• [Exercise requirements]
Please reproduce, unchanged, the lines in the entries starting at the line containing "Annotation guideline — the target class is bare" and ending with the line containing "413;98;486;321", both included.

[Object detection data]
★ ★ ★ ★ ★ ★ ★

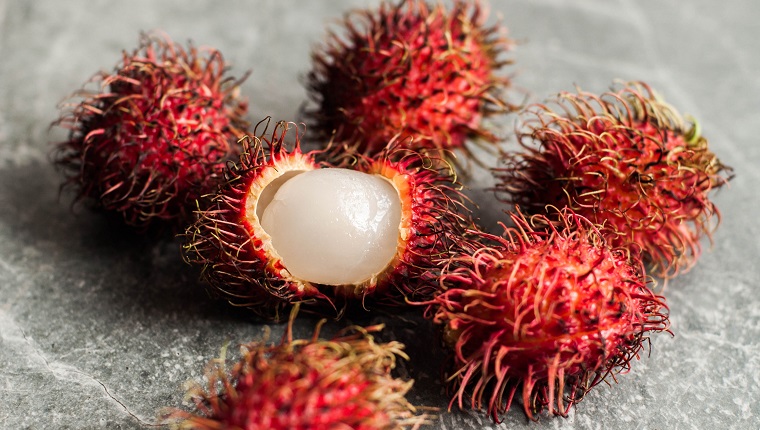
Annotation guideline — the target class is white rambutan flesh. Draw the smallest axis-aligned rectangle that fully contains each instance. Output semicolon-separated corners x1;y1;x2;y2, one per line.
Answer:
256;168;401;285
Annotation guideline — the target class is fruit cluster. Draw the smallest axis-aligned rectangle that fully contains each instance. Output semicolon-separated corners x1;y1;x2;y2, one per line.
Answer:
54;0;731;429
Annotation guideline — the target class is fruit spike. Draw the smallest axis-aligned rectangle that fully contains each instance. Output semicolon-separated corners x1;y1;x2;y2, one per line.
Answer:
184;117;472;319
494;82;730;277
308;0;514;160
428;209;668;422
166;304;430;430
54;35;248;230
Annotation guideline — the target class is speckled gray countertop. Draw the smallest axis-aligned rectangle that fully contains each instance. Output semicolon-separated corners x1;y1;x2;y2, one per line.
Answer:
0;0;760;430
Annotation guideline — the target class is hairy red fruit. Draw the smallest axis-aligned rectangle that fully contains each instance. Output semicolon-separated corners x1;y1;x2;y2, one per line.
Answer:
308;0;513;160
494;82;731;277
184;117;472;319
163;310;430;430
428;209;668;422
54;35;248;230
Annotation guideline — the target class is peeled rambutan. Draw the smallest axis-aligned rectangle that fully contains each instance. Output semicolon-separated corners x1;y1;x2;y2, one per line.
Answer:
428;208;669;422
494;82;731;277
308;0;513;160
167;308;430;430
184;118;471;319
53;35;248;230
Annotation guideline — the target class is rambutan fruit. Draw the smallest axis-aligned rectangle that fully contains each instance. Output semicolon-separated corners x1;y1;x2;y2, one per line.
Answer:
427;208;669;422
494;82;731;277
167;308;430;430
53;34;248;230
184;118;471;319
307;0;514;160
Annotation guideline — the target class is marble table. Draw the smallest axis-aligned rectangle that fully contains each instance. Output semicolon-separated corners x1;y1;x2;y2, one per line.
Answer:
0;0;760;430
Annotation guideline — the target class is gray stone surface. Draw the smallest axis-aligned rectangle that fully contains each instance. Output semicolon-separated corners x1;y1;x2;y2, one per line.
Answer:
0;0;760;429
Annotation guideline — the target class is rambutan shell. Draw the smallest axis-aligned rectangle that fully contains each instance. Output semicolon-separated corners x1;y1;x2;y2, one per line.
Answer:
183;118;472;319
53;34;248;230
427;209;669;422
307;0;515;160
494;82;731;278
165;308;431;430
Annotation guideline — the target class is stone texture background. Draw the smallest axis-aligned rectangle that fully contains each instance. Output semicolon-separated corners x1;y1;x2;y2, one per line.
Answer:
0;0;760;429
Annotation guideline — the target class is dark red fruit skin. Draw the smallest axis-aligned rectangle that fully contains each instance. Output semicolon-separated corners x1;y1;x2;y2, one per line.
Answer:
494;82;731;278
327;139;475;306
183;120;330;320
183;122;473;320
166;312;430;430
53;35;248;230
427;209;669;422
307;0;514;159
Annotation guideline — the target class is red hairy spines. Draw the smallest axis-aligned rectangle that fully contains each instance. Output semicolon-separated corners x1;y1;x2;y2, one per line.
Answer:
167;312;430;430
54;35;248;230
308;0;513;158
494;82;730;277
429;210;668;421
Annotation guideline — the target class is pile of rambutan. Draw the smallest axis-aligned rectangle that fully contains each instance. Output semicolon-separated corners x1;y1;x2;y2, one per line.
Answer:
49;0;731;430
183;117;473;320
428;208;668;422
495;82;731;277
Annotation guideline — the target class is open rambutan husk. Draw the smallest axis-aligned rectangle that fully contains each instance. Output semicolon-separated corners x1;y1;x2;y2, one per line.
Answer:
183;117;472;320
427;208;669;422
53;34;248;230
494;82;731;278
306;0;515;161
164;304;431;430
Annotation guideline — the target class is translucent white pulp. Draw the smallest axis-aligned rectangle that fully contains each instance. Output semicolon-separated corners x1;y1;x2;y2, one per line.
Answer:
260;168;401;285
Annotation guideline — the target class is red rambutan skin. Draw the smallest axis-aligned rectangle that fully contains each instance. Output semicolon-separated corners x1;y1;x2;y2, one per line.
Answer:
494;82;731;277
163;310;430;430
183;120;330;320
428;209;669;422
329;139;474;305
53;35;248;230
183;122;472;320
308;0;513;158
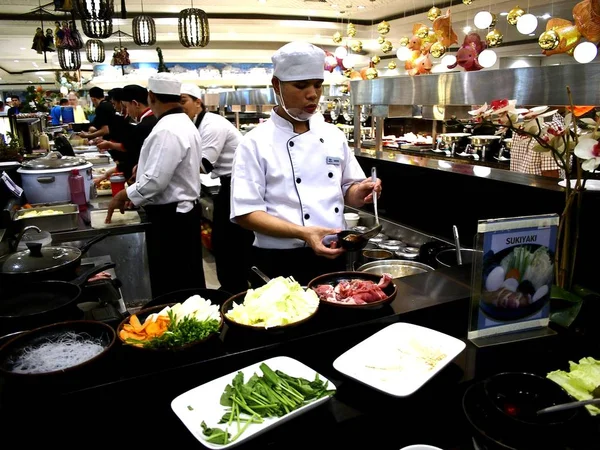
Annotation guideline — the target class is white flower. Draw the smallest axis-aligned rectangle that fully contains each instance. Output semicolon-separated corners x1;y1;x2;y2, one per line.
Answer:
575;137;600;172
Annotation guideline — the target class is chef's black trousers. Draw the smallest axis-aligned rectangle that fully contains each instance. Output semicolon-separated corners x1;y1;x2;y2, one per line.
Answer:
211;177;254;294
252;247;346;287
144;202;206;297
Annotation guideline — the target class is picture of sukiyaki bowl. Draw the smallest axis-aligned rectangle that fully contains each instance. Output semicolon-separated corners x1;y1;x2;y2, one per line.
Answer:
479;245;554;320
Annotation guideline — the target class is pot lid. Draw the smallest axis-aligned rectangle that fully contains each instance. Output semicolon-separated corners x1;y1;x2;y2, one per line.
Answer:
0;242;81;275
22;152;87;170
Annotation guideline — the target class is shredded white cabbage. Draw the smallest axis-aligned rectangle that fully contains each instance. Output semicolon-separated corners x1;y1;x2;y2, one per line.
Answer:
225;277;319;328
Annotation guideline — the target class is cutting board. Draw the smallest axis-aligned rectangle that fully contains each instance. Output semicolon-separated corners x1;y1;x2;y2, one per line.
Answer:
90;210;141;228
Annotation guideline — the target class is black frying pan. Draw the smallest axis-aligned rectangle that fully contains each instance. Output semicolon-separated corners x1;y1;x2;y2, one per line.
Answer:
0;263;115;335
308;272;398;309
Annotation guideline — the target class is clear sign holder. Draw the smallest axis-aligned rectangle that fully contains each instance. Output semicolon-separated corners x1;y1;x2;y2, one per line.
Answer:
467;214;559;347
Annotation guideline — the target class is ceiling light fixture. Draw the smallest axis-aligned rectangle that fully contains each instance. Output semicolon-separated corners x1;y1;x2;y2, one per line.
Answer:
178;1;210;48
58;48;81;70
85;39;106;63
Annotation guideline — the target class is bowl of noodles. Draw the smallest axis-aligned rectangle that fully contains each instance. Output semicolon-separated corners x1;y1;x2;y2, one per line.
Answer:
0;320;116;380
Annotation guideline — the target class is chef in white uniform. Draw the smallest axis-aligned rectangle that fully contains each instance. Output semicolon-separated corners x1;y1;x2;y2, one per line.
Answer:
230;42;381;284
106;73;205;296
181;83;254;294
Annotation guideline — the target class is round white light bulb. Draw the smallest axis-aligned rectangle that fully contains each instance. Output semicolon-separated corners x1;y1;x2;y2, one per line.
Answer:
333;46;348;59
473;11;493;30
478;49;498;68
517;14;537;34
440;55;456;66
396;47;411;61
573;42;598;64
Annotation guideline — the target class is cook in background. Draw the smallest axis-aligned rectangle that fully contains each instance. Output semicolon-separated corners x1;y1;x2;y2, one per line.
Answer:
67;91;88;123
510;113;565;178
79;87;115;140
231;42;381;284
106;73;205;296
181;83;254;294
95;84;157;185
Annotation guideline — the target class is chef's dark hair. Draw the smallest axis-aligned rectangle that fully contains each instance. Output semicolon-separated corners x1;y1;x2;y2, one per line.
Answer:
121;84;148;105
90;86;104;99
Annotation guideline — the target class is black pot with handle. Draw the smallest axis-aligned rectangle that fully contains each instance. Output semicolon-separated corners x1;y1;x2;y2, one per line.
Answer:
0;263;115;336
0;227;110;291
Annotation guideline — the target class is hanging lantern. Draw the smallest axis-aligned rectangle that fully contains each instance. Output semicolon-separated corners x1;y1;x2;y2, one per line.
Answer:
85;39;105;63
179;8;210;48
485;28;504;47
77;0;115;21
81;19;112;39
381;41;394;53
58;48;81;70
506;5;525;25
131;15;156;47
377;20;390;36
346;23;356;37
427;6;442;22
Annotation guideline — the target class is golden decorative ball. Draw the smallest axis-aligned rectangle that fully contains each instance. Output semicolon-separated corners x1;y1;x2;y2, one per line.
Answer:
367;67;379;80
427;6;442;22
381;41;394;53
506;5;525;25
377;20;390;36
488;13;498;28
350;41;362;53
538;30;560;50
416;26;429;39
429;42;448;58
485;28;504;47
346;23;356;37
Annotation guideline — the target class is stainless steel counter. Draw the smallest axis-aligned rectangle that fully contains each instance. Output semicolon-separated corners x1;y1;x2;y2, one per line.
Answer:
354;148;564;192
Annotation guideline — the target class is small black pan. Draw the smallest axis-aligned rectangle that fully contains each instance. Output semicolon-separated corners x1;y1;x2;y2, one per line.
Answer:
0;263;115;332
308;272;398;309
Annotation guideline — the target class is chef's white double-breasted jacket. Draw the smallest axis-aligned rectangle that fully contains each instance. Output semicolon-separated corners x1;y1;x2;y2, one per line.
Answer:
230;110;365;249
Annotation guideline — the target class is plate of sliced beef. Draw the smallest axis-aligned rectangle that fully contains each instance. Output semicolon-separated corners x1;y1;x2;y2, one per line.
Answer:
308;272;397;309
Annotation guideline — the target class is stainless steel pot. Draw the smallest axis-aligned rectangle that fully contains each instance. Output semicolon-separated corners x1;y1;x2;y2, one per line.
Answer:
358;259;434;278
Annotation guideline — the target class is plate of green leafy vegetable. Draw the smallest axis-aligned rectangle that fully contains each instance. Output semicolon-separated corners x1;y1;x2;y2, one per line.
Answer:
171;356;336;449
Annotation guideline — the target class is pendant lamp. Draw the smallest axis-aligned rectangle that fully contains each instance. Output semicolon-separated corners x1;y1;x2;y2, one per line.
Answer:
85;39;105;63
179;3;210;47
58;48;81;70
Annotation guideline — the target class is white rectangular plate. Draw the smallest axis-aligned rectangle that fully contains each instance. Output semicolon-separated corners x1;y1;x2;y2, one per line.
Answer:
333;323;465;397
171;356;335;449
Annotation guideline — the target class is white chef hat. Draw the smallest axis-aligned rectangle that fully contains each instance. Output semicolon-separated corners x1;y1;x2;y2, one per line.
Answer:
181;83;202;99
148;72;181;95
271;42;325;81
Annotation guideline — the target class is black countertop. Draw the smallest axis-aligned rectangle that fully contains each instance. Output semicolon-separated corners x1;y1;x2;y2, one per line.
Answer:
0;267;598;450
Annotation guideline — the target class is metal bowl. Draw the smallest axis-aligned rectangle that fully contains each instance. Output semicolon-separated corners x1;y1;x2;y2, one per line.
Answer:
358;259;434;279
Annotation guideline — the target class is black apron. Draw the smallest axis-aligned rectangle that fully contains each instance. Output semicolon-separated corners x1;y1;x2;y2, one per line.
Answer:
251;247;346;287
144;108;206;297
195;111;254;294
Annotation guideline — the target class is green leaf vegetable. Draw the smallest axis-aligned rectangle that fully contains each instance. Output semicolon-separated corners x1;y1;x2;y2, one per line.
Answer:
201;363;335;444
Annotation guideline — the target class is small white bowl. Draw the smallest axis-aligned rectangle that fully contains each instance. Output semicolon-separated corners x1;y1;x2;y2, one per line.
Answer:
344;213;360;228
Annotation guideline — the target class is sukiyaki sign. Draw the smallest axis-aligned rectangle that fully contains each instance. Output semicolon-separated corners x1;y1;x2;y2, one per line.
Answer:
468;214;559;346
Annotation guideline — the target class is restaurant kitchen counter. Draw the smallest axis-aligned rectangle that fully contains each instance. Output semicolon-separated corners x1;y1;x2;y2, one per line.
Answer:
0;266;599;450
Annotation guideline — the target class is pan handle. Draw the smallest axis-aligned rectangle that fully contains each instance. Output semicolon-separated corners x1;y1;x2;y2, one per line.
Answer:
71;262;117;287
79;233;110;254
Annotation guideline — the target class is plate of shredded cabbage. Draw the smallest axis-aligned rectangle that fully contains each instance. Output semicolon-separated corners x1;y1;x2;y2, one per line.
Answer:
221;277;319;331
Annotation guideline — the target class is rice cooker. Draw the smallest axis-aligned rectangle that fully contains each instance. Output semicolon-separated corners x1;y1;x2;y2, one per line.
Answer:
17;152;93;203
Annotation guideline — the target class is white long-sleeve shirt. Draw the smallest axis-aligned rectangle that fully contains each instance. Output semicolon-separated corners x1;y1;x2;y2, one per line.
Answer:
127;109;202;213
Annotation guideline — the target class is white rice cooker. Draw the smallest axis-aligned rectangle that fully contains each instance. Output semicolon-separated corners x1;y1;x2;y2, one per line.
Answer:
17;152;93;203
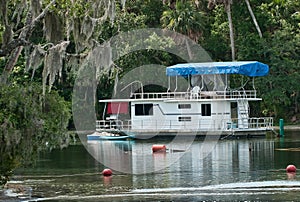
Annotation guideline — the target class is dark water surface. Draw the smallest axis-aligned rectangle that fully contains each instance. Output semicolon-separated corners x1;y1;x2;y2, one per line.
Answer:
10;132;300;201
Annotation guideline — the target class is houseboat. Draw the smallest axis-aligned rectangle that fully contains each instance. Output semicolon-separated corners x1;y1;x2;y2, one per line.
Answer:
96;61;273;136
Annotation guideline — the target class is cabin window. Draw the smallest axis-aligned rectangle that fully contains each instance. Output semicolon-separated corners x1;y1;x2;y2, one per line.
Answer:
178;116;192;122
201;104;211;116
178;104;191;109
135;104;153;116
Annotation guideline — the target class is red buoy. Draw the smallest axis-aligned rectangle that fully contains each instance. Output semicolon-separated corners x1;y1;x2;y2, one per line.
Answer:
152;144;167;152
102;168;112;176
285;165;297;173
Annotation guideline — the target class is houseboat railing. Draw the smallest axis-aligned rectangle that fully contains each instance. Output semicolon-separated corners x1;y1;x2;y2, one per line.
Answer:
96;117;273;131
131;90;257;100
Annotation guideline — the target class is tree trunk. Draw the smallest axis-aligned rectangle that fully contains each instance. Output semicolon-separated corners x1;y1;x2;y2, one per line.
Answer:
225;1;235;61
0;46;23;84
245;0;262;38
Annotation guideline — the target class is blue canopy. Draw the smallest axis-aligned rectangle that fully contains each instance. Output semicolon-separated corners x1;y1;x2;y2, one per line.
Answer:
166;61;269;77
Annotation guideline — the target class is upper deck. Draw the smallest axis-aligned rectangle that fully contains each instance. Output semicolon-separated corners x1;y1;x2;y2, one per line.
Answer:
130;90;261;100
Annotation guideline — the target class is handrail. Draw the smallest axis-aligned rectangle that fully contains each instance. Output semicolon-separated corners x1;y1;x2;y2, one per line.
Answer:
131;90;257;100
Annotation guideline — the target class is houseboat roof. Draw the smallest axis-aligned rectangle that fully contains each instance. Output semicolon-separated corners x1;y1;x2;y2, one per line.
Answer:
166;61;269;77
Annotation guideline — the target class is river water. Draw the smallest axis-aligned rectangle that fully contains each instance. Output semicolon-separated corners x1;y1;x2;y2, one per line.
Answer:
9;132;300;201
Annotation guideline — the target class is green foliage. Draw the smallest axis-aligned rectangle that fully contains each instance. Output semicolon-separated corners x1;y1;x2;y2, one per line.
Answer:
0;83;70;184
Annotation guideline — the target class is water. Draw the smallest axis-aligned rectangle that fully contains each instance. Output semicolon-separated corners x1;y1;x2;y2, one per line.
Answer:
10;132;300;201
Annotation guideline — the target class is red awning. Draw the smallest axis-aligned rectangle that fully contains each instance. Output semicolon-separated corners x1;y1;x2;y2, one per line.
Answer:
107;102;128;114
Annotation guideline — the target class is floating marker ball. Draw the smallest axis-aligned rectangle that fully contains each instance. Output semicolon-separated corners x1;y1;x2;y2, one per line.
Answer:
102;168;112;176
285;165;297;173
152;144;167;153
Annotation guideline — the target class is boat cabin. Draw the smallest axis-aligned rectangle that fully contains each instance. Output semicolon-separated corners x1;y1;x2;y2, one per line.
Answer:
96;61;273;135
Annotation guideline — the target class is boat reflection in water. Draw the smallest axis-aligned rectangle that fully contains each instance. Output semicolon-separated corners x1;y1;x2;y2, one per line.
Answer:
87;139;274;178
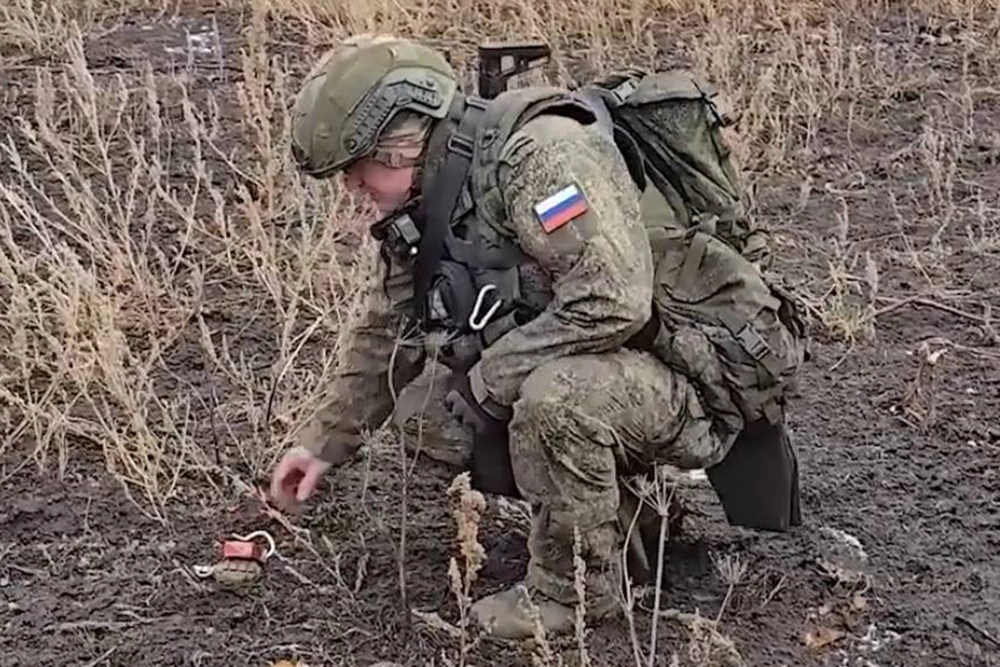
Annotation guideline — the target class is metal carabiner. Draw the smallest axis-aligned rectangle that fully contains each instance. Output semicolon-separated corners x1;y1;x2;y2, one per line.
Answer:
469;284;503;331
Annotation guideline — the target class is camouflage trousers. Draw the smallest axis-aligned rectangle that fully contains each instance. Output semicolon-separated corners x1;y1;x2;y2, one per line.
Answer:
395;350;726;604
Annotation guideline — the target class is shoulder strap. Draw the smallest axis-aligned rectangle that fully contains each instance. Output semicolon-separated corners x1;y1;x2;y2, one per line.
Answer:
413;97;486;321
471;86;598;234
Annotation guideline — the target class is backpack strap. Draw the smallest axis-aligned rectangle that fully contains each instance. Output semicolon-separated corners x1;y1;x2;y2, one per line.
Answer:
471;86;598;236
413;96;487;321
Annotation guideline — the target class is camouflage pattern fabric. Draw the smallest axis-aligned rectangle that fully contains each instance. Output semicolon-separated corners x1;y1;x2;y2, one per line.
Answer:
510;350;725;604
297;243;425;465
464;116;727;604
292;95;740;616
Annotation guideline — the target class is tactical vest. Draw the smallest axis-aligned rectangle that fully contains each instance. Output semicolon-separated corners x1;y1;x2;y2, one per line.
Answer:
394;72;808;433
404;87;597;370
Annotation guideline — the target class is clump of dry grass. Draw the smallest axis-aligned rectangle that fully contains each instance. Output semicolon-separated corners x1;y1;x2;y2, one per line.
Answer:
0;7;372;519
448;473;486;666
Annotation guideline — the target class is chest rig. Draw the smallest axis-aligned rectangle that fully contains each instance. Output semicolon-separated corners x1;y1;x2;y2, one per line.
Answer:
372;87;595;371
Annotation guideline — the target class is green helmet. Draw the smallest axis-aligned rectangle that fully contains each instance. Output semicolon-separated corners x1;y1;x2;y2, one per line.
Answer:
292;38;458;178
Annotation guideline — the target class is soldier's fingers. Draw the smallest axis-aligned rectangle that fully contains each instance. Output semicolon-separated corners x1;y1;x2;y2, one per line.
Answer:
295;464;324;502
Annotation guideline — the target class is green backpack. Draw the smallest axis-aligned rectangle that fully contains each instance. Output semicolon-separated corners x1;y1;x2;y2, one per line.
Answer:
578;70;808;430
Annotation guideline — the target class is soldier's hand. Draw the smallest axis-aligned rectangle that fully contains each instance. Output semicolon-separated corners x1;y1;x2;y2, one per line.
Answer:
271;446;331;510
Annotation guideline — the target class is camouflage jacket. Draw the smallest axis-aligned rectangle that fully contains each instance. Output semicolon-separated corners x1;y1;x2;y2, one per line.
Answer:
299;108;653;464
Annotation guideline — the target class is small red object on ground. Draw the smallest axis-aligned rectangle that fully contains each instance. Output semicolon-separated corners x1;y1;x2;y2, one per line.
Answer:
222;540;264;564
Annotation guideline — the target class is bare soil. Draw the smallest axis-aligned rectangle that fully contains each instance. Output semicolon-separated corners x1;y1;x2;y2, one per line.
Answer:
0;5;1000;667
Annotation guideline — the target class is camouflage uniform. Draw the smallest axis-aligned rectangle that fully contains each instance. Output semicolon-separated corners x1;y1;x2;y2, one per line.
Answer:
286;34;800;636
294;105;725;632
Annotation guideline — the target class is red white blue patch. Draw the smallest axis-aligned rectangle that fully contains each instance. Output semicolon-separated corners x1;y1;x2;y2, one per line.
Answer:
535;184;589;234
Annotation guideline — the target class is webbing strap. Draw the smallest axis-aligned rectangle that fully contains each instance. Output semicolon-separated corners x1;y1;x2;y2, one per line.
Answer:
413;98;486;321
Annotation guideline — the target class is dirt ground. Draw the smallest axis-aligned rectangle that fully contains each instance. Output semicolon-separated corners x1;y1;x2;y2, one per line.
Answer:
0;1;1000;667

★ ★ ★ ★ ★ ★ ★

• [Solution]
Annotation guideline — the target class is bare soil. Draw the smallest axis-aligned rectangle that fully contains each instance. Output semicolon-separated corners x1;y1;x2;y2, one per line.
Answer:
0;5;1000;667
Annotation guideline — the target class is camouflage uniform. Draw the smallest axis-aligned rectangle that fully contains each instance. Output semicolon-separated corners x1;y1;x2;y2, one per line.
Answer:
286;34;800;636
294;105;725;632
Annotation guideline — the target class is red white blue patch. Draw the smallest axis-aligned rectangle that fully contains each instance. Output semicolon-separated corners x1;y1;x2;y2, one per line.
Answer:
535;184;589;234
Annotation guideline — the target class is webbing strap. Draw the smallest axis-aligned rectangle that fully contains each instance. Output semicolon-separated corners x1;y1;x2;y2, one per line.
Answer:
413;98;486;321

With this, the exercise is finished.